__Ausgangstext__
>>>

Montag, 12. Januar 2009

Jans muss sterben - Anna Seghers



Bewertung: *****(4 Sterne)

Kurzbeschreibung:

Jans, der siebenjährige, muntere und braun gebrannte Sohn der Eheleute Marie und Martin Jansen kommt abends wie gewöhnlich von tollkühnen Spielen auf der Vorstadtbrücke nach Hause - und bricht in der Nacht darauf todkrank zusammen. Die jeweils einsame, fast schon selbstsüchtige Liebe von Mutter und Vater zu ihrem erstgeborenen Kind wandelt sich zunächst zu ebenso egoistischer Verzweiflung und Trauer. Schon Jahre zuvor ist die einstige Liebesbeziehung zu einer gefühlskalten, proletarischen Überlebensgemeinschaft geworden. Am Sterbebett des Sohnes finden Marie und Martin jedoch wieder zueinander. Eine Tochter wird geboren, während Jans monatelang dahinsiecht.

Zusatzinformation:

Anna Seghers war 25, als sie diese Geschichte zu Papier brachte, und nicht ausgemacht ist, dass sie den Titel wirklich so wählte: er geht auf eine Notiz zurück, die man, wie die Erzählung auch, in ihrem Nachlass fand; ohne Vermerk der Autorschaft übrigens. Doch alles – der luzide Stil so wie die für das Gesamtwerk charakteristischen Motive – lässt darauf schliessen, dass das nun erstmals veröffentlichte Stück Prosa aus Anna Seghers Feder stammt; es legt Zeugnis ab von dem psychologischen Scharfsinn einer Autorin, die das Aufbegehren gegen ein ängstlich gedrücktes Dasein zu ihrem Lebensthema erkor.

<<<

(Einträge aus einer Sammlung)
>>>

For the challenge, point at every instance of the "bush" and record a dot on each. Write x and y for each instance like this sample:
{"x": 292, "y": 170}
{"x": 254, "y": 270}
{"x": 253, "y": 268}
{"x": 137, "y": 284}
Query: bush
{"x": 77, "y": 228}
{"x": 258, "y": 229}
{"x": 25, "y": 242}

<<<

__Aufgabenstellung__
Schreiben Sie aus dem Ausgangstext die Stelle wortgetreu ab, die bei den Worten „Anna Seghers war“ einsetzt und nach den Worten „ihrem Lebensthema erkor.“ aufhört.

__Ihre Antwort__
Anna Seghers war 25, als sie diese Geschichte zu Papier brachte, und nicht ausgemacht ist, dass sie den Titel wirklich so wählte: er geht auf eine Notiz zurück, die man, wie die Erzählung auch, in ihrem Nachlass fand; ohne Vermerk der Autorschaft übrigens. Doch alles – der luzide Stil so wie die für das Gesamtwerk charakteristischen Motive – lässt darauf schliessen, dass das nun erstmals veröffentlichte Stück Prosa aus Anna Seghers Feder stammt; es legt Zeugnis ab von dem psychologischen Scharfsinn einer Autorin, die das Aufbegehren gegen ein ängstlich gedrücktes Dasein zu ihrem Lebensthema erkor.